EXERCISE DETAILS: Convert the entries below into a Markdown table with two columns, Row and Text. Give each non-blank line its own numbered row.

RECORDS FOR THIS EXERCISE:
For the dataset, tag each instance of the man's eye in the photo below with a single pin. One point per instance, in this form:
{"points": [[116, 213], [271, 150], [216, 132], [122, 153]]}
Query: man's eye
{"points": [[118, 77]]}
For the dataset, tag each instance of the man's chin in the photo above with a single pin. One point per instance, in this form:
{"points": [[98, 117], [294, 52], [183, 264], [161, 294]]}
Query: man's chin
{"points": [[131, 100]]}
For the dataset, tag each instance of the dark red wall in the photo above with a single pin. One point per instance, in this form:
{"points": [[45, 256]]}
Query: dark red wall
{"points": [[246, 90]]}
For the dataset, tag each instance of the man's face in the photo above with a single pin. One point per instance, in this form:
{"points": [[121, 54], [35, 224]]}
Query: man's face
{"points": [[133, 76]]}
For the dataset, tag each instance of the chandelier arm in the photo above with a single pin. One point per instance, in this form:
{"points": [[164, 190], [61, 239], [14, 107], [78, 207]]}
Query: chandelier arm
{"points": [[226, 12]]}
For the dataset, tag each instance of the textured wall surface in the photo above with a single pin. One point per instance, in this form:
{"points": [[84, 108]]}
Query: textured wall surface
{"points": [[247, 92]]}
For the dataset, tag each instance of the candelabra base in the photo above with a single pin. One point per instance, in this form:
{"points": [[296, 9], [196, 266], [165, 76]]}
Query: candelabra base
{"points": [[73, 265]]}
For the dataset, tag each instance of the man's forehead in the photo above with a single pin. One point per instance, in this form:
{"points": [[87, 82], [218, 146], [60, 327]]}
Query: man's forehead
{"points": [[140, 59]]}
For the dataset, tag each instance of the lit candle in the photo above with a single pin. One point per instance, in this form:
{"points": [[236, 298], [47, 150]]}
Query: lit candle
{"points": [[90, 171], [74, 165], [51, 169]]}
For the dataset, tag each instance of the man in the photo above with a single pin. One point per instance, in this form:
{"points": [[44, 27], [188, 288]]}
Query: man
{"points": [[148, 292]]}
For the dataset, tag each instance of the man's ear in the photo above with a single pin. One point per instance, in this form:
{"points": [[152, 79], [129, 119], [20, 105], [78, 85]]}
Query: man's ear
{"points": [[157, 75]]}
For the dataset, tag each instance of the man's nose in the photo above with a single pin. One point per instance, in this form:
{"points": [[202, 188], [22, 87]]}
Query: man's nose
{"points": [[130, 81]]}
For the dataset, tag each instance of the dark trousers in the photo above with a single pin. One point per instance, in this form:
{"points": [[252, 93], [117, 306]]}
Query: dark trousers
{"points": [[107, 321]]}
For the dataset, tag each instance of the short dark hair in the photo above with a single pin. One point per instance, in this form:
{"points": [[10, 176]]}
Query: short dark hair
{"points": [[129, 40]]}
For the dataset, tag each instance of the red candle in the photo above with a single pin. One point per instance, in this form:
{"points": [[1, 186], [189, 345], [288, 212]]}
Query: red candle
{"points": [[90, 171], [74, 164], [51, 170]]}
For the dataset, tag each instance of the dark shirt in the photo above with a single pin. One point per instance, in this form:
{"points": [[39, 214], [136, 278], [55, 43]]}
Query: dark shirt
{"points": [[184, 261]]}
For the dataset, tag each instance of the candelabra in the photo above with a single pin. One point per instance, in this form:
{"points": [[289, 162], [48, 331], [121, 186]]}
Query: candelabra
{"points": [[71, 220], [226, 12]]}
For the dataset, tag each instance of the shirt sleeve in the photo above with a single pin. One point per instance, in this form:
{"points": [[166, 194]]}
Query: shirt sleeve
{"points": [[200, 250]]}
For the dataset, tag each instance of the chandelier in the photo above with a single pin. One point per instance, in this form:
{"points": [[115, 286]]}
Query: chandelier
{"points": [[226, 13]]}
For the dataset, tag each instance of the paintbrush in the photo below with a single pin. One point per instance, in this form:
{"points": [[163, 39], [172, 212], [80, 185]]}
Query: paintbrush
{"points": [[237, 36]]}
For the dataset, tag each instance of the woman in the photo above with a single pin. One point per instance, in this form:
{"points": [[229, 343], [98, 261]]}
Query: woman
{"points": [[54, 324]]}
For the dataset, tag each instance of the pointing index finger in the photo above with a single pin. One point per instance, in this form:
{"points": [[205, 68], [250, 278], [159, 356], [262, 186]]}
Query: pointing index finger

SOLUTION TO THIS TASK:
| Row | Text |
|---|---|
| 1 | For the dataset, tag each instance of the man's eye in the photo below with a single pin. One point per instance, in this form: |
| 2 | {"points": [[116, 213], [271, 150], [216, 132], [122, 153]]} |
| 3 | Query: man's eye |
| 4 | {"points": [[118, 77]]} |
| 5 | For the dataset, tag each instance of the man's chin in the photo above with a single pin. One point per instance, in this form: |
| 6 | {"points": [[98, 117], [294, 52], [183, 264], [161, 294]]} |
| 7 | Query: man's chin |
| 8 | {"points": [[131, 100]]} |
| 9 | For the dataset, tag each instance of the dark red wall in the photo above with a single pin. One point per instance, in this form: |
| 10 | {"points": [[45, 256]]} |
| 11 | Query: dark red wall |
| 12 | {"points": [[246, 90]]} |
| 13 | For the dataset, tag each instance of the man's face in the photo above with a single pin. One point per instance, in this form: |
| 14 | {"points": [[121, 54], [35, 224]]} |
| 15 | Query: man's face |
| 16 | {"points": [[133, 76]]} |
| 17 | For the dataset, tag each instance of the chandelier arm in the photo above with a single pin. One point per instance, in this form: |
| 18 | {"points": [[164, 190], [61, 239], [14, 107], [78, 207]]} |
| 19 | Query: chandelier arm |
| 20 | {"points": [[226, 12]]} |
| 21 | For the dataset, tag each instance of the textured wall surface in the photo above with a single pin. One point per instance, in this form: |
| 22 | {"points": [[84, 108]]} |
| 23 | Query: textured wall surface |
| 24 | {"points": [[247, 92]]} |
| 25 | For the dataset, tag each instance of the candelabra base in the photo above with a single pin. One point per instance, in this form: |
| 26 | {"points": [[296, 9], [196, 266], [165, 76]]} |
| 27 | Query: candelabra base |
| 28 | {"points": [[73, 265]]} |
| 29 | For the dataset, tag each instance of the man's forehead in the photo above with a single pin. One point per instance, in this form: |
| 30 | {"points": [[87, 82], [218, 146], [60, 327]]} |
| 31 | Query: man's forehead |
| 32 | {"points": [[140, 59]]} |
| 33 | For the dataset, tag each instance of the lit candle in the photo above with a single pin. One point per instance, in this form: |
| 34 | {"points": [[236, 298], [47, 150]]} |
| 35 | Query: lit candle |
| 36 | {"points": [[90, 171], [74, 165], [51, 169]]} |
| 37 | For the dataset, tag each instance of the man in the photo above with a single pin. One point per instance, in this form: |
| 38 | {"points": [[44, 27], [188, 288]]} |
| 39 | Query: man |
| 40 | {"points": [[148, 292]]} |
| 41 | For the dataset, tag each instance of the man's ear in the photo above with a single pin. One point per instance, in this form: |
| 42 | {"points": [[152, 79], [129, 119], [20, 105], [78, 85]]} |
| 43 | Query: man's ear |
| 44 | {"points": [[157, 75]]} |
| 45 | For the dataset, tag each instance of the man's nose in the photo above with a single pin. One point per instance, in this form: |
| 46 | {"points": [[202, 188], [22, 87]]} |
| 47 | Query: man's nose |
| 48 | {"points": [[130, 81]]} |
| 49 | For the dataset, tag each instance of the dark trousers in the photo above with a single pin. One point per instance, in this form: |
| 50 | {"points": [[252, 93], [117, 306]]} |
| 51 | Query: dark trousers |
| 52 | {"points": [[107, 321]]} |
| 53 | For the dataset, tag each instance of the short dark hair in the photo above with a single pin. One point per instance, in this form: |
| 54 | {"points": [[10, 176]]} |
| 55 | Query: short dark hair |
| 56 | {"points": [[129, 40]]} |
| 57 | For the dataset, tag each instance of the red candle in the photo above with a single pin. One point per instance, in this form: |
| 58 | {"points": [[1, 186], [189, 345], [288, 212]]} |
| 59 | Query: red candle |
| 60 | {"points": [[90, 171], [74, 164], [51, 170]]} |
| 61 | For the dataset, tag each instance of the dark shirt in the photo above with a single pin. One point per instance, in this form: |
| 62 | {"points": [[39, 214], [136, 278], [55, 43]]} |
| 63 | Query: dark shirt |
| 64 | {"points": [[184, 261]]} |
| 65 | For the dataset, tag each instance of the candelabra in the photo above with a single pin. One point per instance, in this form: |
| 66 | {"points": [[289, 162], [48, 331], [121, 186]]} |
| 67 | Query: candelabra |
| 68 | {"points": [[71, 220], [226, 12]]} |
| 69 | For the dataset, tag each instance of the shirt sleeve in the photo above with a single pin. One point per instance, in this form: |
| 70 | {"points": [[166, 194]]} |
| 71 | Query: shirt sleeve |
| 72 | {"points": [[200, 250]]} |
| 73 | For the dataset, tag each instance of the chandelier in the photo above with a single pin. One point per instance, in this form: |
| 74 | {"points": [[115, 286]]} |
| 75 | Query: chandelier |
| 76 | {"points": [[226, 13]]} |
| 77 | For the dataset, tag each instance of the paintbrush in the photo below with a single pin. One point per instance, in this form: |
| 78 | {"points": [[163, 39], [172, 212], [80, 185]]} |
| 79 | Query: paintbrush |
| 80 | {"points": [[237, 36]]} |
| 81 | For the dataset, tag each instance of the woman in the photo above with a single pin. One point per instance, in this form: |
| 82 | {"points": [[229, 343], [98, 261]]} |
| 83 | Query: woman |
| 84 | {"points": [[54, 324]]} |
| 85 | For the dataset, tag each instance of the pointing index finger in the photo above with a single pin. One point per instance, in this form: |
| 86 | {"points": [[205, 68], [250, 278], [159, 356], [262, 186]]} |
| 87 | Query: pointing index finger |